**PROBLEM TO WORK ON:** Take the line containing "Each instance of the beige jacket" and every line after it in the data below, and print them exactly as given, with nothing else.

**INFORMATION PROVIDED:**
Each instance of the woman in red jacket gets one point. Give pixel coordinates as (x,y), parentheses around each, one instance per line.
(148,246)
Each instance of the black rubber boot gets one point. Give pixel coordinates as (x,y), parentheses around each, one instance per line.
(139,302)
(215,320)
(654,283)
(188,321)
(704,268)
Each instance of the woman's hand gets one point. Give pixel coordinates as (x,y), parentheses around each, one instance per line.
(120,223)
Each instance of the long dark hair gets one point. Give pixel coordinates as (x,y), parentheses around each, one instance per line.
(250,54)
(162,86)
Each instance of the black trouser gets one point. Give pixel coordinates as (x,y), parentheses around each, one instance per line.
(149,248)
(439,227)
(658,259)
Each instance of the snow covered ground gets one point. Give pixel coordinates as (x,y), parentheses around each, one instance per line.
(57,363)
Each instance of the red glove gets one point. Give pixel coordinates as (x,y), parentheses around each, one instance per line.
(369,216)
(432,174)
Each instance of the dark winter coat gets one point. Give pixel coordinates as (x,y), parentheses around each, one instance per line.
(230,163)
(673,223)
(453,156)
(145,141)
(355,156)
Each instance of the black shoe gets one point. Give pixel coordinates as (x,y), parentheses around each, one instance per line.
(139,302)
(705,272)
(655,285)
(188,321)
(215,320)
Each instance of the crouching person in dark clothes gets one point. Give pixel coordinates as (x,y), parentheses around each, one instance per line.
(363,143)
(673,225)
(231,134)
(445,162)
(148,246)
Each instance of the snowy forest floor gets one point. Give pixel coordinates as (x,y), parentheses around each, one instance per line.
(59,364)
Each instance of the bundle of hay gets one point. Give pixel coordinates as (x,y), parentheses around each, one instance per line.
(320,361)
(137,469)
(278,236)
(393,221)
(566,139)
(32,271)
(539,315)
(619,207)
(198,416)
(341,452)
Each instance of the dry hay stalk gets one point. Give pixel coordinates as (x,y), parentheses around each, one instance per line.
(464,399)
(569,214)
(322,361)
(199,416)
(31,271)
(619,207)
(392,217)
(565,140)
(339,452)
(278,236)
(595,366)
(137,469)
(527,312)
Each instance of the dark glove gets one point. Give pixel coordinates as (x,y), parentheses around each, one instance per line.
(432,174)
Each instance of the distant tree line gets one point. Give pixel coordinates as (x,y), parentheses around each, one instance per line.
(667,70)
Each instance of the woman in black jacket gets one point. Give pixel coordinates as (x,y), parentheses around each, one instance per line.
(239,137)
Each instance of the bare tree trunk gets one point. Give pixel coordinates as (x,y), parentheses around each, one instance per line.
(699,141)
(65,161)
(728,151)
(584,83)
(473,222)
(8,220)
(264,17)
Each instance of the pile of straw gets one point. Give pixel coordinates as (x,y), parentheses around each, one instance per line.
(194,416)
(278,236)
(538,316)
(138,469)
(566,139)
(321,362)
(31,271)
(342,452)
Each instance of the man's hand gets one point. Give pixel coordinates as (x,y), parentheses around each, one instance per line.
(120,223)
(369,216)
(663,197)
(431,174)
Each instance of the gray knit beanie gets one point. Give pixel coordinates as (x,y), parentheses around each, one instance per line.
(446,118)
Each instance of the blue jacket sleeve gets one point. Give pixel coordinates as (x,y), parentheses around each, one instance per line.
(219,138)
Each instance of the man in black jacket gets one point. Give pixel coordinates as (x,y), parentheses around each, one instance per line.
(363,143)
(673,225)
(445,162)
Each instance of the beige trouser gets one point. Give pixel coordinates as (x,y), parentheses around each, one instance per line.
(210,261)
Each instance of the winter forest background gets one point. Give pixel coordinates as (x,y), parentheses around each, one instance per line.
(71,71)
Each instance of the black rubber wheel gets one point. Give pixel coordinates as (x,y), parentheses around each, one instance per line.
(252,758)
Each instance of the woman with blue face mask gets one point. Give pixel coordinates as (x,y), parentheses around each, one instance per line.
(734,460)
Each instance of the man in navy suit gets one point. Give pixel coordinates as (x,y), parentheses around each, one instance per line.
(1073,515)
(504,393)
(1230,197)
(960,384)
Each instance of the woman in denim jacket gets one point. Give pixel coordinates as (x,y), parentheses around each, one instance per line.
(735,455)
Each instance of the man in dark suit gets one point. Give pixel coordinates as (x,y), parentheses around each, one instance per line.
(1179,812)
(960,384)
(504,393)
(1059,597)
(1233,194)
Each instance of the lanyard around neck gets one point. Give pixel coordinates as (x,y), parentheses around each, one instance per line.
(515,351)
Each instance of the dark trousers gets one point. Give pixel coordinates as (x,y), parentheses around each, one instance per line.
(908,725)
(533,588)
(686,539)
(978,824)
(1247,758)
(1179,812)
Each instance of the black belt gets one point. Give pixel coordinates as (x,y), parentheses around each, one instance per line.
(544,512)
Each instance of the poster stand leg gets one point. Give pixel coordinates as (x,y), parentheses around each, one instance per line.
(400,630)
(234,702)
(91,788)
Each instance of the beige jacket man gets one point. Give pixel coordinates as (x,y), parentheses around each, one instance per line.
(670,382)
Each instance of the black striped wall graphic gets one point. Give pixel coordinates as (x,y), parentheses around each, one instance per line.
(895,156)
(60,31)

**RESULT:**
Each instance of the beige jacket man gets one point. Give pixel coordinates as (x,y), parentheses around each, one instance per line.
(670,382)
Each instance of the black striped wall graphic gets one point. Give pixel coordinates as (x,y), parentheses around each, one instance per line.
(895,156)
(60,31)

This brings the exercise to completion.